§ REQUIRED WORK
• 1. Reproduce the 1983 memoir passage between "I don’t recall" and "absence of power.", inclusive.
• 2. According to the 1983 memoir passage, what time did Channel 4 show Richard Pryor Live In Concert?
• 3. Carry the 1983 memoir passage forward from its final sentence.

I remember crawling across town to my parents’ house with a couple of bags full of printouts – I probably looked like a bag-person.

Goodness knows where I got the Chinese meal having got back to London after election appeals on the Thursday. I’m going to guess that I stopped off in Soho to eat and got a late bus from there.

I must have got home before 1.00 am because the Richard Pryor Live In Concert movie was shown on Channel 4 at 00:50. I had been dying to see that movie ever since Graham, who worked for a Laurie Krieger’s myriad businesses and who used to drive me to and from Kenton quite often that summer…

…waxed lyrical about Richard Pryor Live In Concert to me on one of our many long chats over the summer, claiming that it was the funniest movie he had ever seen. It is a good movie and some of it is very funny.

The only clip I can find feels more like prescient and sobering documentary than comedy today – TRIGGER WARNING: Richard Pryor uses the N-word a great deal, especially so in this potentially distressing clip.

The movie The Front, which I watched on the Friday evening, I recall having a profound affect on me and I still remember its poignancy. It is about left-wing people who were blacklisted in the US media, especially Hollywood, in the 1950s McCarthyism scare. US potty politics precedes Trump. The film was mostly made by people who had suffered at that time, including the wonderful Zero Mostel.

https://youtu.be/nL4LYkDKLhc

I remember also working hard on my research project and also doing a fair bit of taping on the Saturday and I saw Paul Deacon on the Sunday, who I’m sure presented me with another tape, which I might well go through separately from this piece if/when I have time.

Constitutional Committee & The Truda Incident, 7 November 1983

7 November 1983 – Returned from London – went to classes – const. comm. in eve – stayed down bar – went back to B’s [Bobbie Scully’s] after Truda [Smith] incident.

I don’t remember why the Truda incident occurred. Truda had been the SU president the year before, with limited success and even less goodwill left in the tank at the end of it all, in my humble opinion. I seem to recall that the immediate past President sat on Constitutional Committee ex officio, which might explain why she was there and why I felt some sense of responsibility for helping her post meeting.

I don’t recall anything in the meeting upsetting her – the meetings were orderly and well-tempered throughout my year as Chair as I recall it – but I think that meeting might have brought home to Truda the past-President’s absence of power.

§ DATA SECTION
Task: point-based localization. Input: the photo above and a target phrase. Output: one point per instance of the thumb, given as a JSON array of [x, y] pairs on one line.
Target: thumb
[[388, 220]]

§ OUTPUTS BY TASK
• 1.
I don’t recall anything in the meeting upsetting her – the meetings were orderly and well-tempered throughout my year as Chair as I recall it – but I think that meeting might have brought home to Truda the past-President’s absence of power.

• 2. 00:50

• 3.
Private Eye would describe her as “tired and emotional” that evening. I remember that Ashley was around. Bobbie wasn’t. At some point, quite late in the evening, someone (possibly one of the stewards) approached me and Ashley because they (or someone) was concerned that Truda had staggered into the Women’s toilets in the main lobby of the SU some time earlier and…not yet staggered out again. There were no women on hand to check the situation out.

I recall Ashley, quite skittishly, celebrating the opportunity to see inside the Women’s…

…I’ve always wondered what it might be like in there. I don’t suppose you’ve ever seen it either, Ian…

I was not really concerned about the aesthetics of the Women’s loo compared with the Men’s – I was wondering whether there would be blood…or vomit…or blood & vomit…

…actually there were none of those things. Just a very drunk, very weepy Truda who needed consoling – so we did our best to console – although frankly neither of us felt especially sympathetic to her (lack of) plight.

For pity’s sake, give it a rest.

Keele Rememberings: Confusion, Films, Adam Fairholme RIP & Elvis Costello Live, Late October 1983

I had returned to Keele in Autumn 1983 armed with my copy of Punch The Clock

At times I really didn’t write enough in my diaries. This last week of October 1983 is an example of that.

Put aside the fact that I went to see three films that week without noting any of the film titles. Anyone out there keep notes on Film Soc 1983/84? Where’s Keele Film Soc archivist Tony Sullivan when you need him? – I think Tony had left Keele by then, unfortunately.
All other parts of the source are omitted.